_Text excerpt_
--
Baras's paintings are constructed as much as they are painted. Burlap, wool, tire rubber, fabric, stones, and wood are physically attached to the canvas surface and simultaneously woven into the image itself, so that material and pictorial space become one. Her works dissolve the boundary between the fantastic and the real, producing objects that are porous and cyclical, shaped by flows and transitions rather than fixed symbols. Whenever a pattern becomes recognisable, it is immediately destabilised through repetition and transformation, refusing to hold onto any single meaning. The edges of forms appear to dance, holding the boundary of shape without rigidity. Drawing on a wide range of references, from Shiva Lingam paintings as symbols of energy, to the abstract physicality of Elizabeth Murray, the decorative and delicate qualities of Florine Stettheimer, and the early American modernist visionary works of Forrest Bess, Baras pushes abstraction to its most tactile extreme while embedding cryptic codes into the surface that invite the viewer to decipher rather than simply observe.
--
(Photo object pointing records)
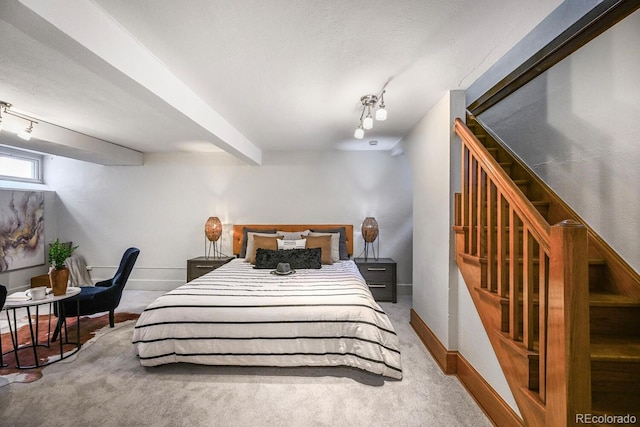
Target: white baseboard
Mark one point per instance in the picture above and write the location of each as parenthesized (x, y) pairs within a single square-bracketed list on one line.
[(404, 289)]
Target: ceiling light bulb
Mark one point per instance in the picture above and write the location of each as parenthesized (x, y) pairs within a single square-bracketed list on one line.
[(367, 123), (381, 114)]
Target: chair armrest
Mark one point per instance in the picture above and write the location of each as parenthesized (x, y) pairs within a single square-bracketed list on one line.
[(104, 283)]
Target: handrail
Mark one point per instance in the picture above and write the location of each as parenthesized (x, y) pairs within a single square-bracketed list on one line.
[(523, 206), (540, 273)]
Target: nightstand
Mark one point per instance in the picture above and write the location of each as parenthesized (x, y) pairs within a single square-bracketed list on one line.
[(196, 267), (380, 275)]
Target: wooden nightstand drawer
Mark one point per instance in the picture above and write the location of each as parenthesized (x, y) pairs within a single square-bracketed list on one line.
[(380, 275), (197, 267)]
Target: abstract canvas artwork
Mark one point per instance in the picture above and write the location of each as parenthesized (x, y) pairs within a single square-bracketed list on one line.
[(21, 229)]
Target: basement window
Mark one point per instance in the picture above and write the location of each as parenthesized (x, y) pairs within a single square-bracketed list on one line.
[(18, 165)]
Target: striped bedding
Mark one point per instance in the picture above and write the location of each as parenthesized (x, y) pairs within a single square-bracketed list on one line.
[(238, 315)]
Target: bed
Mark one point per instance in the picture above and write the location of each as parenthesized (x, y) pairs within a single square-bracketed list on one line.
[(238, 315)]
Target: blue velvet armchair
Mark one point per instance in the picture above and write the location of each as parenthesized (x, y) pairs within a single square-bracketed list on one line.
[(104, 296)]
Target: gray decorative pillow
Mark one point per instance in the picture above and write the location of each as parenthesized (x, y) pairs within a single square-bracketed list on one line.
[(297, 258)]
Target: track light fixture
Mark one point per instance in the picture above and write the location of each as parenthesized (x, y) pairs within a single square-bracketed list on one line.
[(366, 122), (25, 134)]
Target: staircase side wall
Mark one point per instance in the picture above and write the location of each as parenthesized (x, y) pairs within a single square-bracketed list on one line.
[(576, 126), (440, 296)]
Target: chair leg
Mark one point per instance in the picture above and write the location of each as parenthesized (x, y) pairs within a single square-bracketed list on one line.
[(56, 331)]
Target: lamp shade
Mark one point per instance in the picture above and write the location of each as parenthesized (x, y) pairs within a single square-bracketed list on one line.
[(213, 228), (369, 229)]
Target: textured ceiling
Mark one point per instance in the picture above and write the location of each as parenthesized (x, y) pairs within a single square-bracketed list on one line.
[(270, 75)]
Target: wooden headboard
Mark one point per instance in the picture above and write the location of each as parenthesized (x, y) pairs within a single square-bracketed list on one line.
[(237, 232)]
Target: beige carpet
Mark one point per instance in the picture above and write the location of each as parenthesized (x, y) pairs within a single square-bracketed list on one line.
[(106, 386)]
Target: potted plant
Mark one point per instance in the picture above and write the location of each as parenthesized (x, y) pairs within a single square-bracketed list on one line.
[(59, 274)]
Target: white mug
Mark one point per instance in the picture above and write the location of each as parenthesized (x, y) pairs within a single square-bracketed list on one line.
[(37, 293)]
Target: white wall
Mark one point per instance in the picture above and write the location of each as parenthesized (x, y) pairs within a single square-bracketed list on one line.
[(161, 207), (440, 296)]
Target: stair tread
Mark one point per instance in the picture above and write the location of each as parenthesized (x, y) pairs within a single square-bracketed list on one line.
[(614, 348)]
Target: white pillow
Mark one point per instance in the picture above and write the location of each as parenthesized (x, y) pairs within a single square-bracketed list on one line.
[(335, 244), (292, 235), (291, 244), (250, 242)]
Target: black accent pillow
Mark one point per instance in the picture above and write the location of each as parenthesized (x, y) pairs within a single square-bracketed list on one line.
[(297, 258), (343, 240), (245, 230)]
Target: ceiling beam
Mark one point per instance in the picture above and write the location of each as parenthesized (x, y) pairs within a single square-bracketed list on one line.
[(81, 20)]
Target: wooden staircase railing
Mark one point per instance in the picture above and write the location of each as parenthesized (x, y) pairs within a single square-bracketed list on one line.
[(530, 284)]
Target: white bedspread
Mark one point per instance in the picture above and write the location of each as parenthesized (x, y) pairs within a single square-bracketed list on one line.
[(238, 315)]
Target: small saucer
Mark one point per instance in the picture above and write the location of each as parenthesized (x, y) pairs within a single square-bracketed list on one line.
[(283, 274)]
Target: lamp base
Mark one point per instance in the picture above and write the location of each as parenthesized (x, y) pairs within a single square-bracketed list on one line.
[(216, 250), (366, 251)]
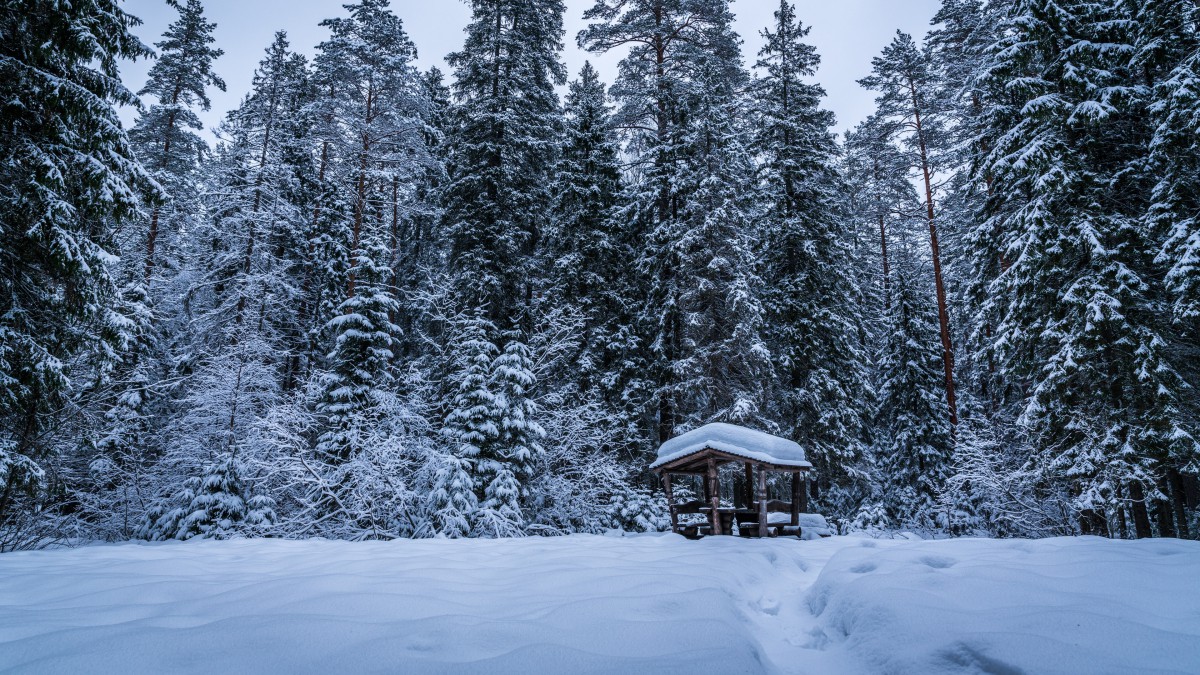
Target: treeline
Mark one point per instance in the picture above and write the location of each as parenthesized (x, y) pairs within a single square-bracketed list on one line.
[(385, 305)]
--
_Set exercise 1_
Answer these questions using the passage on Baras's paintings.
(a) What materials are attached to the canvas surface?
(b) What happens to a pattern in the works once it becomes recognizable?
(c) Which artist's early American modernist visionary works does the passage list among the references?
_Set exercise 2_
Write the next part of the passage on Baras's paintings, continuing after its final sentence.

_Answer 1_
(a) Burlap, wool, tire rubber, fabric, stones, and wood.
(b) It is immediately destabilized through repetition and transformation.
(c) Forrest Bess.

_Answer 2_
Yevgeniya Baras is the recipient of a remarkable constellation of fellowships and awards that reflect the depth of institutional recognition her practice has earned. These include the Pollock-Krasner Foundation Grant (2023 and 2018), the Senior Fulbright Scholarship (2022/2023), the New York Foundation for the Arts Fellowship (2021), the Guggenheim Fellowship (2019), the Artadia Award (2015), the Rema Hort Mann Foundation Grant (2014), the Sharpe-Walentas Studio Program (2015), and the MacDowell Colony Residency (2015). She was also selected for the Chinati Foundation Residency in Marfa, Texas (2018), the Yaddo Residency (2017), the Bau Institute Residency at the Camargo Foundation in Cassis, France (2019), and the Surf Point Foundation Residency (2020). Her work has been reviewed in Artforum, Art in America, ArtReview, The New York Times, ArtNews, and New York Magazine, among other publications. From 2010 to 2018, Baras co-founded and curated Regina Rex Gallery on the Lower East Side of New York, and from 2011 to 2015 she co-founded and curated Bull and Ram, a migratory curatorial project.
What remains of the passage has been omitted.